▶ _Aim A_: Set down the passage on Lucian Freud verbatim, everything from "He stuck to" down to "change his course.".

▶ _Excerpt provided_:

▶

According to Lucian Freud, “Gossip is only interesting because it’s all there is about anyone.” If he was right, then there was an awful lot to Freud. Gossip and anecdotes about him are not just legion but usually true. He was determined not to be trammelled by conventional morality and acted accordingly; indeed, the psychologist who assessed him for wartime conscription exempted him on the grounds that he was “a destructive force in the community”. His behaviour, especially towards women, was frequently appalling, but he gave himself a get-out clause: “A painter,” he said, “must think of everything he sees as being there entirely for his own use and pleasure.” It was a convenient credo.
Freud, however, was also committed to painting and was steadfast in his adherence to the old genres of figure painting and portraiture in particular. Artistic styles were less interesting to him than the problem of representation. He wanted to “move the senses” not through colour, abstraction, the appropriation of pop culture or any of the other themes of the art of the second half of the 20th century, but through what he called “an intensification of reality”. His ambition was huge, and unrealisable: “I would wish my portraits to be of the people, not like them. Not having a look of the sitter, being them.”
He stuck to this conviction for 70 years, even if it cost him dearly. It is hard to imagine now, but in the late 1980s and early 1990s Freud was so out of favour that after a squabble with his dealer he sold nothing for two and a half years. He seemed then merely the descendent of a worn-out tradition and kept himself afloat by gambling until flashier newcomers lost their lustre, and the seriousness and particularity of his work – what his biographer William Feaver describes as the “sheen of hair, weight of eyelids, and individuality of wrist, fingernails and nipples” – was re-appreciated. If there was much ignoble about Freud, there was nobility in his refusal to change his course.

◀

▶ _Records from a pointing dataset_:
▶

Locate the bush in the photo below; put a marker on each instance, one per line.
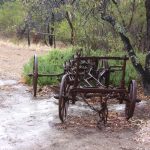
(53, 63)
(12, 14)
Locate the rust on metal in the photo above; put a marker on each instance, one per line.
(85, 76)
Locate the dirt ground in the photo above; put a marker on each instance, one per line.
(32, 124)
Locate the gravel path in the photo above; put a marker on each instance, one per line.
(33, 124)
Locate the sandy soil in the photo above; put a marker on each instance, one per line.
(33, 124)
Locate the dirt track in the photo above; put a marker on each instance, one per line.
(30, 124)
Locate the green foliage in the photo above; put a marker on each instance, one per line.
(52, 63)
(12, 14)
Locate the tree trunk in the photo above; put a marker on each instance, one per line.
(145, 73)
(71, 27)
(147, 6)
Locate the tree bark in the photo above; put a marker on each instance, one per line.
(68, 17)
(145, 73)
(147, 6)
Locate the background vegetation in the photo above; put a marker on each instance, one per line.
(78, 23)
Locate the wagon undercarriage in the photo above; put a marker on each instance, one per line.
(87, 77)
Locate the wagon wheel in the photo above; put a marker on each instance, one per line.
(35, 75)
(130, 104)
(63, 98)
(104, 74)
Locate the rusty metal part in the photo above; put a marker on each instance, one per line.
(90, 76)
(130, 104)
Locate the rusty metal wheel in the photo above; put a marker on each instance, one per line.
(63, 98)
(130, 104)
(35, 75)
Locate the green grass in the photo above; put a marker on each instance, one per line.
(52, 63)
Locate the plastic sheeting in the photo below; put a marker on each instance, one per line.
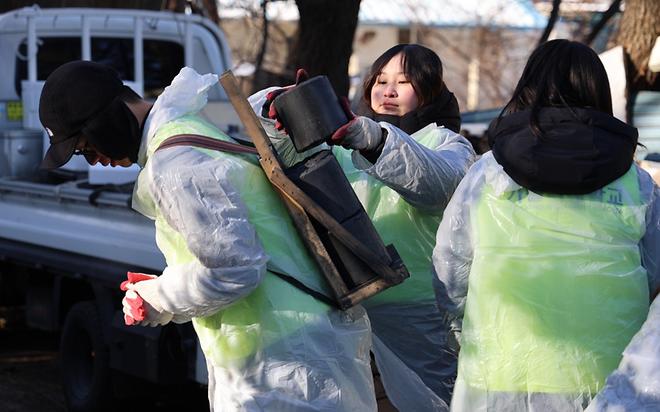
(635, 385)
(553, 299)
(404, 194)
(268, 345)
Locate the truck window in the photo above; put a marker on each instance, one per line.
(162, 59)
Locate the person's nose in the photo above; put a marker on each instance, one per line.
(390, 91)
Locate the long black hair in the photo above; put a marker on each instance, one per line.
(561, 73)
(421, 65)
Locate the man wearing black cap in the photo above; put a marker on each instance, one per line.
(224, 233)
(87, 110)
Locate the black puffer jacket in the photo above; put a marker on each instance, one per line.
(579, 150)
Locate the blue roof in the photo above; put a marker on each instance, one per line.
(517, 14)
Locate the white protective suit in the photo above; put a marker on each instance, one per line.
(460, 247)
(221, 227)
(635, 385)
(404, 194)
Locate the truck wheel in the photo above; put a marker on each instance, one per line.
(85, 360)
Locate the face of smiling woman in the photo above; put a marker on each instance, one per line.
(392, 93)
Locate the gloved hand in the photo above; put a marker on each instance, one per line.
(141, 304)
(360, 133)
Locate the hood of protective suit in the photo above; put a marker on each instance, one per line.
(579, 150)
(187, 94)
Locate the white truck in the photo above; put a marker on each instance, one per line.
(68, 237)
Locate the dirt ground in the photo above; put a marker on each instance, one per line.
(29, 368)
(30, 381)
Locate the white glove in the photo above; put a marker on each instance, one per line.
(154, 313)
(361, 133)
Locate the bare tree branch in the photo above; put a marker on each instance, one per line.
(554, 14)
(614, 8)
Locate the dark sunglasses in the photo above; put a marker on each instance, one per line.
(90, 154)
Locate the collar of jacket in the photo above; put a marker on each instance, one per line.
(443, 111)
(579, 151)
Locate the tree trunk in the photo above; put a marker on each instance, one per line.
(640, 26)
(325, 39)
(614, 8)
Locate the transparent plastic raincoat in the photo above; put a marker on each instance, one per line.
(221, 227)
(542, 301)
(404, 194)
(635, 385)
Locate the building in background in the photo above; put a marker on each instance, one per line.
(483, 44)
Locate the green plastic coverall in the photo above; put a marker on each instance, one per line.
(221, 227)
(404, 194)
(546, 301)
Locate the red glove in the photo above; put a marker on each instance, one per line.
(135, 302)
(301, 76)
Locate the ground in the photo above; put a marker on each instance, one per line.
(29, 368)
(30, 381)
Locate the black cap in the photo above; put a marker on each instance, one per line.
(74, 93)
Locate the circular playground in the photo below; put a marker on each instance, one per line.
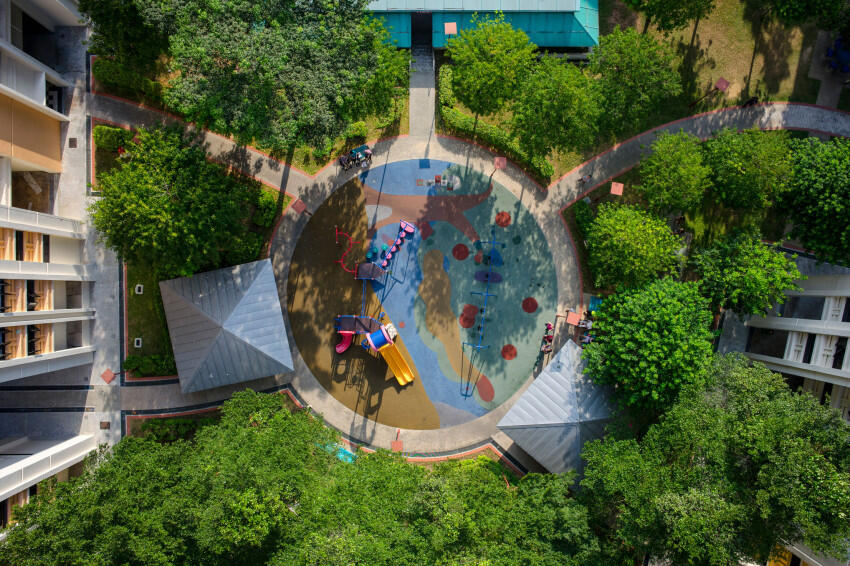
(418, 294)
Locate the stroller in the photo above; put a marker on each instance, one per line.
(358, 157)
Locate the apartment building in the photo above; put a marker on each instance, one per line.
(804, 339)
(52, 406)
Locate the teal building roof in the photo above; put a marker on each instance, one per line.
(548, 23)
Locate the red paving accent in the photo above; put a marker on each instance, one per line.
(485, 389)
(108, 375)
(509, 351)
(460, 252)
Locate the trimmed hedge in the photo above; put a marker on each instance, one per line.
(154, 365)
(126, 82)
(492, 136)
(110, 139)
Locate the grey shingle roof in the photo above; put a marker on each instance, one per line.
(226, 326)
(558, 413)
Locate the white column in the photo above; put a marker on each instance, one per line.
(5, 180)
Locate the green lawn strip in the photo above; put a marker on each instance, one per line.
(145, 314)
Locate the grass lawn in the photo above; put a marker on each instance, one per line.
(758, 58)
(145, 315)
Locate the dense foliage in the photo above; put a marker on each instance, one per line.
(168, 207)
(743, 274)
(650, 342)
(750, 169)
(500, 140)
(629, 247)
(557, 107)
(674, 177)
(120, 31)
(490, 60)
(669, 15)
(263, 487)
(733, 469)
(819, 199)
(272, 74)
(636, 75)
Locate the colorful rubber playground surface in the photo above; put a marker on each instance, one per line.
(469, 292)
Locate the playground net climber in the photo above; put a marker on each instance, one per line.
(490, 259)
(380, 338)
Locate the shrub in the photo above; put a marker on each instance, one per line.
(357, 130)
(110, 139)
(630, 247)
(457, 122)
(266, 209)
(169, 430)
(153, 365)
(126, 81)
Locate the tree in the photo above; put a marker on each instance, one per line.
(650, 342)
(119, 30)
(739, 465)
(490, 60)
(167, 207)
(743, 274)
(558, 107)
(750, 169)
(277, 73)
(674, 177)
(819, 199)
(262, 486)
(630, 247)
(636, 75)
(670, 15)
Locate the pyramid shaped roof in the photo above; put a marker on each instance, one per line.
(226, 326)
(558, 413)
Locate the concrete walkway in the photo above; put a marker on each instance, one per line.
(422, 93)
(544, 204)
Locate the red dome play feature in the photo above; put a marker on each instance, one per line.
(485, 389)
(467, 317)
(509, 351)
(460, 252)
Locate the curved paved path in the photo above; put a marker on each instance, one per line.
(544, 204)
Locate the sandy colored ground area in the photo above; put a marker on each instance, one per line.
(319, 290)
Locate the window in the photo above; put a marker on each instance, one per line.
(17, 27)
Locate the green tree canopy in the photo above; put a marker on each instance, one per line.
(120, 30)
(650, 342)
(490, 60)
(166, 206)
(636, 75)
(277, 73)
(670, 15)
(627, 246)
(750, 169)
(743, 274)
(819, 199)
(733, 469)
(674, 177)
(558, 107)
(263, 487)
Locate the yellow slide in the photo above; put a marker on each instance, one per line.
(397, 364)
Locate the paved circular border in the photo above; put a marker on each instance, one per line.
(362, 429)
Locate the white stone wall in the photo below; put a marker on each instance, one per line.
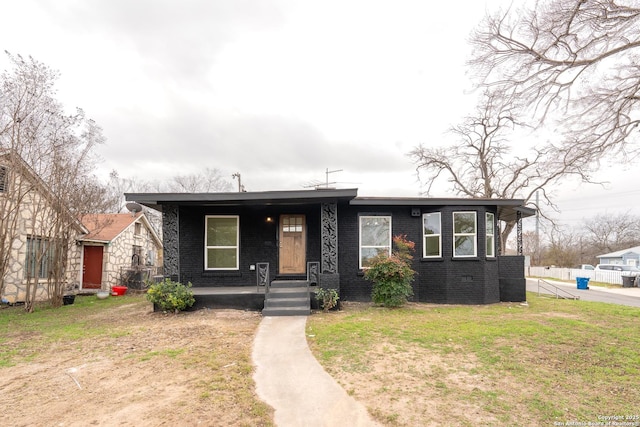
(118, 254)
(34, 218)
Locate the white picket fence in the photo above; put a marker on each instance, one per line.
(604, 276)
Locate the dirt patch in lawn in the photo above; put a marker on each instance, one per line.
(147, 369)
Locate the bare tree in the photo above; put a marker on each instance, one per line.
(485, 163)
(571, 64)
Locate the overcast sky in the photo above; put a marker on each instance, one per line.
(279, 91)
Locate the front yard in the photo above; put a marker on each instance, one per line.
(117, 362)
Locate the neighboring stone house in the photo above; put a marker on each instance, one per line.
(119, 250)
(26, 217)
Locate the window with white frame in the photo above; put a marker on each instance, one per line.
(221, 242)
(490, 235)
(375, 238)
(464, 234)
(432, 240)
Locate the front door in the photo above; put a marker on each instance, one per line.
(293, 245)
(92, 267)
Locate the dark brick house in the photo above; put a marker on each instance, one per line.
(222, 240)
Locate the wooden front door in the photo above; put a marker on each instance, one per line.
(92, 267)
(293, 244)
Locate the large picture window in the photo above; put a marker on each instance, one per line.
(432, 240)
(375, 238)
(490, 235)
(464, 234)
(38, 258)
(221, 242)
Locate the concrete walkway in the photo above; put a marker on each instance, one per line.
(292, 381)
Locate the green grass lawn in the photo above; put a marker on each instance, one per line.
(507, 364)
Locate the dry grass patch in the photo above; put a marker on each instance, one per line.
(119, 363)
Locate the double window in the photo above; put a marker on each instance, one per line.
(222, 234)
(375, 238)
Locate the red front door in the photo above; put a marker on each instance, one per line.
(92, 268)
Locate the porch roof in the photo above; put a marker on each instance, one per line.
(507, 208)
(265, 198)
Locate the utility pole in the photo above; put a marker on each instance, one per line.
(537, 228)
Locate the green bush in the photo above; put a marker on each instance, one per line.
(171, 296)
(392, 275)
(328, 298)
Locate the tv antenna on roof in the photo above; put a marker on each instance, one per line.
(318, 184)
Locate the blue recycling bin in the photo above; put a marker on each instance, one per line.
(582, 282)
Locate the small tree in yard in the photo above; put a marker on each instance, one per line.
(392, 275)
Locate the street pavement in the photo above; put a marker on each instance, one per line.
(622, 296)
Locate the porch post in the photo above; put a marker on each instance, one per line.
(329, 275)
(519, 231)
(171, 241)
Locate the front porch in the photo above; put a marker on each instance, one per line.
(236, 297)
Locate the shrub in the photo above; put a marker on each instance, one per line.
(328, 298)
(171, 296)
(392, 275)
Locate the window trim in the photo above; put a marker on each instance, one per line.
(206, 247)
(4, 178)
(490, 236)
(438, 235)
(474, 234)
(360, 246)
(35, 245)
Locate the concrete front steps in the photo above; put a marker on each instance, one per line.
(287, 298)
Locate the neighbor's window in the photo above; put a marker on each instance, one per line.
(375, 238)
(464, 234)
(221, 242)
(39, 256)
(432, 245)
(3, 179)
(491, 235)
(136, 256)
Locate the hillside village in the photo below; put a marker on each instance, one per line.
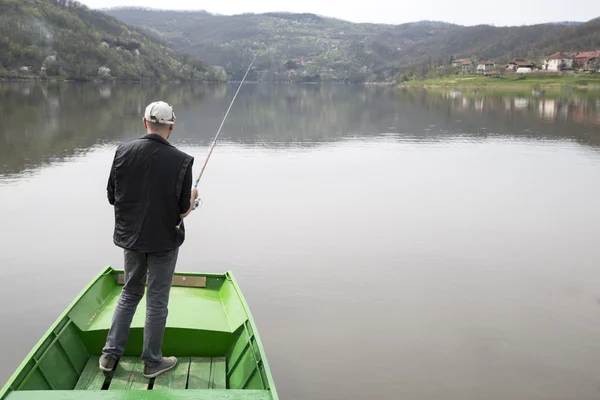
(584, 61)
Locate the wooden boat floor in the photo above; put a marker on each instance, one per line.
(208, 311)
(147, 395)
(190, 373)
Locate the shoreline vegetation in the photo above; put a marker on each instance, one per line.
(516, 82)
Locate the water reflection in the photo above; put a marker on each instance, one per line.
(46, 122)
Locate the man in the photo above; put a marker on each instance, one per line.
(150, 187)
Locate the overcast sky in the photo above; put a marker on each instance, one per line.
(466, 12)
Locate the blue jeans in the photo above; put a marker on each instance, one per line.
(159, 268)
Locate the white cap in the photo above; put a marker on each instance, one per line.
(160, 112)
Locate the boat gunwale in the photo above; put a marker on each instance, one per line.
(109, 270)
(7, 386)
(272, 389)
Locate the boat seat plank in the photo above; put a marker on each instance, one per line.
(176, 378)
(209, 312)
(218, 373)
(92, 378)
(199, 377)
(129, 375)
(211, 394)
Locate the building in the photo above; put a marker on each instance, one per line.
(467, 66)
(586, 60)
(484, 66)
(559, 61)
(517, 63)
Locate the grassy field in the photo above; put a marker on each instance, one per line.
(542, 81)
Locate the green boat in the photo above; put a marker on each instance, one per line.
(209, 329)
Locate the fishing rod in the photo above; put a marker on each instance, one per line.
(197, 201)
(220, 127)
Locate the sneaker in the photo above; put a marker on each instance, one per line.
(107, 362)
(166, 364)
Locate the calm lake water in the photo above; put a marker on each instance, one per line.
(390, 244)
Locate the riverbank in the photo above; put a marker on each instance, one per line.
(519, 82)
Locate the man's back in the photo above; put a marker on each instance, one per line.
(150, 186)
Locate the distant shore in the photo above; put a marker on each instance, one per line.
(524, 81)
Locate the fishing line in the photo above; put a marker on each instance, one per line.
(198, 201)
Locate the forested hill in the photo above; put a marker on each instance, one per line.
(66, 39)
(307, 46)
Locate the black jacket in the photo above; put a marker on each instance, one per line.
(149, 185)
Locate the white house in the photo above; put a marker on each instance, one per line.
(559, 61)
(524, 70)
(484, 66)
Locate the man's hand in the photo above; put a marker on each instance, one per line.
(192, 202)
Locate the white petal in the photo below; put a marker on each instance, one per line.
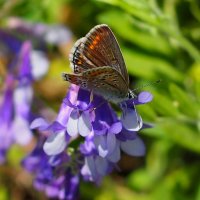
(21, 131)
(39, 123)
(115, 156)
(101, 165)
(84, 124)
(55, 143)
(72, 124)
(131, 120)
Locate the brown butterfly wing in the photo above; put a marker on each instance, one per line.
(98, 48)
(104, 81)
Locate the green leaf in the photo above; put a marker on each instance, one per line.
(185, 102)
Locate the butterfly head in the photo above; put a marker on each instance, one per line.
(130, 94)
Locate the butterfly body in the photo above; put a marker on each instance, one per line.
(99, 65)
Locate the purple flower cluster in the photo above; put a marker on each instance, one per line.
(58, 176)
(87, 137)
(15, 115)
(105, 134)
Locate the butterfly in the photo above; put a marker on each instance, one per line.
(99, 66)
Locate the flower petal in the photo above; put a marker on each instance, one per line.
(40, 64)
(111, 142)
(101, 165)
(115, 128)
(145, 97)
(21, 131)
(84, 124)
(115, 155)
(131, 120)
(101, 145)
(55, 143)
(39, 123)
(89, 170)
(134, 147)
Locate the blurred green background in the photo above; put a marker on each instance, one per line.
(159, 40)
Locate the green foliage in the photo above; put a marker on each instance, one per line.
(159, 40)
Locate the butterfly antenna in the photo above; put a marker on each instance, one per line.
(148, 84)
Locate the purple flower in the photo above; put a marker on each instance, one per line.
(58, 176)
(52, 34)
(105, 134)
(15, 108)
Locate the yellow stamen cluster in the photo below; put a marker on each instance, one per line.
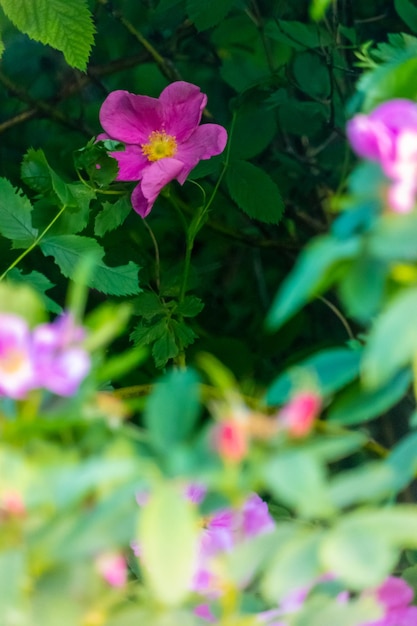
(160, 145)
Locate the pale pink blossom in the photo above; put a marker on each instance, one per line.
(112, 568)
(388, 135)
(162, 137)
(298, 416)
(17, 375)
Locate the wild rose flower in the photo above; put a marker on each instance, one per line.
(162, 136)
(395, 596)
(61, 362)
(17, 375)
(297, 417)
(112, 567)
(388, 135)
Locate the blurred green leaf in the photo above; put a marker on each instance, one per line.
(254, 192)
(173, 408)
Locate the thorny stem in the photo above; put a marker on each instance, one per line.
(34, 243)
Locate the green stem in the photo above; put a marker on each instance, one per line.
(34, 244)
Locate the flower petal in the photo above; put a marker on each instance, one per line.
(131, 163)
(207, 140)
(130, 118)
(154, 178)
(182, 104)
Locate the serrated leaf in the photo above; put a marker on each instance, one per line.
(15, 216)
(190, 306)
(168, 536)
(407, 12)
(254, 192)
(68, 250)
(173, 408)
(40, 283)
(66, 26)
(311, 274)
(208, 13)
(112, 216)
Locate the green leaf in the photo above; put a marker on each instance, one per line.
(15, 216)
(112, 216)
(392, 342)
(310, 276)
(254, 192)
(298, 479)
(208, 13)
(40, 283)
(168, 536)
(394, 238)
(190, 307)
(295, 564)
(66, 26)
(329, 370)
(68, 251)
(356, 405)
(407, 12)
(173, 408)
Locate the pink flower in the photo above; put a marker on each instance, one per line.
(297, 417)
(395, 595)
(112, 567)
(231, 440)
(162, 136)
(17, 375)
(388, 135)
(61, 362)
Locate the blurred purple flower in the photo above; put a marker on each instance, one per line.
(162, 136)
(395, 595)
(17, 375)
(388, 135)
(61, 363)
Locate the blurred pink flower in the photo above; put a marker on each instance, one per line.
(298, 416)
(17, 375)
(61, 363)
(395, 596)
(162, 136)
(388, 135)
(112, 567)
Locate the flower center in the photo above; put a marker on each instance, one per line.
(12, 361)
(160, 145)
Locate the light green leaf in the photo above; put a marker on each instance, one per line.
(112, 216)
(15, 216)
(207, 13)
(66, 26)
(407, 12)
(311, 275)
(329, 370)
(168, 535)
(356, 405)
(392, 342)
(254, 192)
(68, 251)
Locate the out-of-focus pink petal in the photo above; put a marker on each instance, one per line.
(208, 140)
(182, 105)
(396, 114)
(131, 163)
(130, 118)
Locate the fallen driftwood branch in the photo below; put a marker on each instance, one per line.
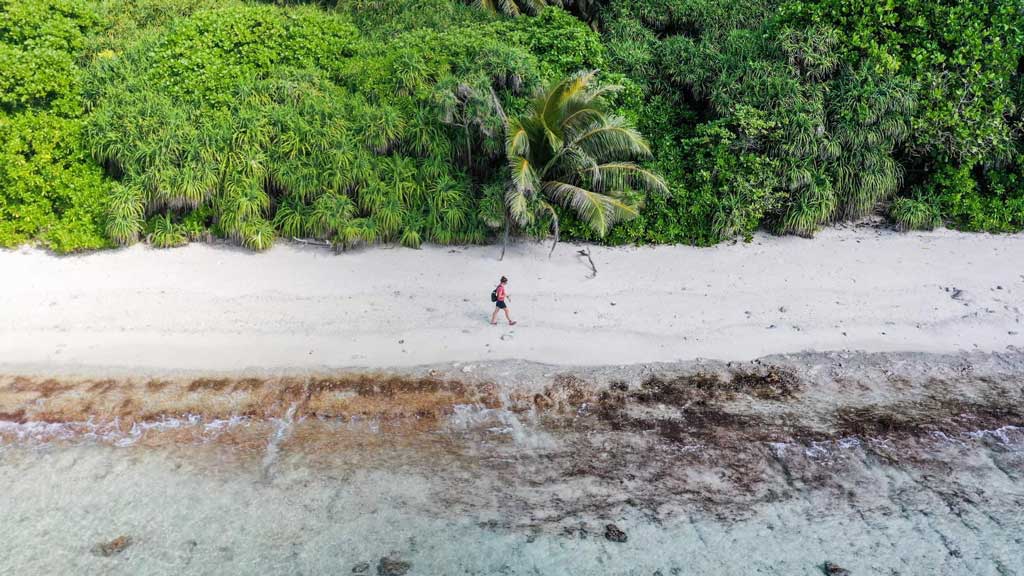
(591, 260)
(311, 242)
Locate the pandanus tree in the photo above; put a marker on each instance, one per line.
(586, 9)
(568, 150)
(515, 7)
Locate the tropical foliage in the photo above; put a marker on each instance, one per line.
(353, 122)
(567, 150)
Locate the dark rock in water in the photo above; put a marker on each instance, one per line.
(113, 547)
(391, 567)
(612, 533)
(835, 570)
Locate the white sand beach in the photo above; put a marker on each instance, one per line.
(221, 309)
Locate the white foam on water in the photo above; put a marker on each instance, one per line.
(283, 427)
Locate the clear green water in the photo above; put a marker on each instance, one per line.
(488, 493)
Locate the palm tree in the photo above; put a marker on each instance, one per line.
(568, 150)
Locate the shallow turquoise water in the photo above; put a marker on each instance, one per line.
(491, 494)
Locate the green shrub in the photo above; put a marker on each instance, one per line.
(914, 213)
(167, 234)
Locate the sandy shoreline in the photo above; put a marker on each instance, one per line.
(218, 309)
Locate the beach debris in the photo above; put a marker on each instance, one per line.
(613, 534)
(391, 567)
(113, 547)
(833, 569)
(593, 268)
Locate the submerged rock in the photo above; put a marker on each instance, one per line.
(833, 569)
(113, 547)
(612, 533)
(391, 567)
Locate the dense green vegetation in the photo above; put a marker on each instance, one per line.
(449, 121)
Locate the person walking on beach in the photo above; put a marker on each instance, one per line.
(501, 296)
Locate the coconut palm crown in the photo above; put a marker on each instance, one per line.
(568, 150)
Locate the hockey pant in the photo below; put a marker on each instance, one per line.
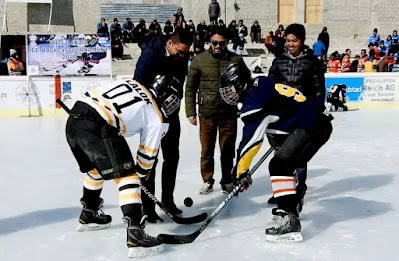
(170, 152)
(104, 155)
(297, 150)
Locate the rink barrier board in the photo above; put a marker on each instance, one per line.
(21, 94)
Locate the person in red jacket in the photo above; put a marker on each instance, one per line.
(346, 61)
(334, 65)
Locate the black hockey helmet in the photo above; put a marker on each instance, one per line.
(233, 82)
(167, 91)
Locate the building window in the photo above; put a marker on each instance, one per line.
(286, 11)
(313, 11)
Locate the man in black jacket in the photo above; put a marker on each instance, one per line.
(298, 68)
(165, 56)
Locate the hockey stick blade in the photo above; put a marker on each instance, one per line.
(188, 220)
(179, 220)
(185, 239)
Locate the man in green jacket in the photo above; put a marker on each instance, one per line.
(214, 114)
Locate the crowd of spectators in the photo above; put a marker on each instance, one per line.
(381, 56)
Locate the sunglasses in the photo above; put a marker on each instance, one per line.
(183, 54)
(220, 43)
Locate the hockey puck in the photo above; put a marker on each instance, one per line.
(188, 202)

◀

▶ _Aim B_: Output the pointing dataset rows, everything from the row containing "Locate the person in" down to the last row, as a two-column CSV with the headers "prompt" and "points". Give one line per request, with its text and its answer each in a single quoted field and any line breaks replaced by spaces.

▶ _Correct result A_:
He stuck to this conviction for 70 years, even if it cost him dearly. It is hard to imagine now, but in the late 1980s and early 1990s Freud was so out of favour that after a squabble with his dealer he sold nothing for two and a half years. He seemed then merely the descendent of a worn-out tradition and kept himself afloat by gambling until flashier newcomers lost their lustre, and the seriousness and particularity of his work – what his biographer William Feaver describes as the “sheen of hair, weight of eyelids, and individuality of wrist, fingernails and nipples” – was re-appreciated. If there was much ignoble about Freud, there was nobility in his refusal to change his course.

▶ _Correct result B_:
prompt,points
"Locate the person in red jacket in the photo above; put a marker on each instance, one per line.","(346, 61) (334, 65)"
"Locate the black hockey helmet in the photo above; put a marker on each instance, one per line.","(233, 82) (167, 91)"
"Locate the building window in the photo above; put a marker on each instance, one per line.","(286, 11) (313, 11)"
"Locate the man in black jacket in the photo above; put a marker on each instance, one per line.","(298, 68) (165, 56)"
"Locate the hockey stick blade in the photo above; put a marker on each instance, one per line.","(188, 220) (179, 220) (185, 239)"
"Locate the man in green jacket in the photo above; put a marker on each instance, one per line.","(214, 114)"
"Locate the crowd of spectators in the photo above; put a marker on each instance, one per line.","(381, 56)"
"Locate the sunglasses in the photo above; put a marker on each instance, one per line.","(183, 54) (220, 43)"
"Locate the hockey puck in the photo above; put a marker on each instance, one per line.","(188, 202)"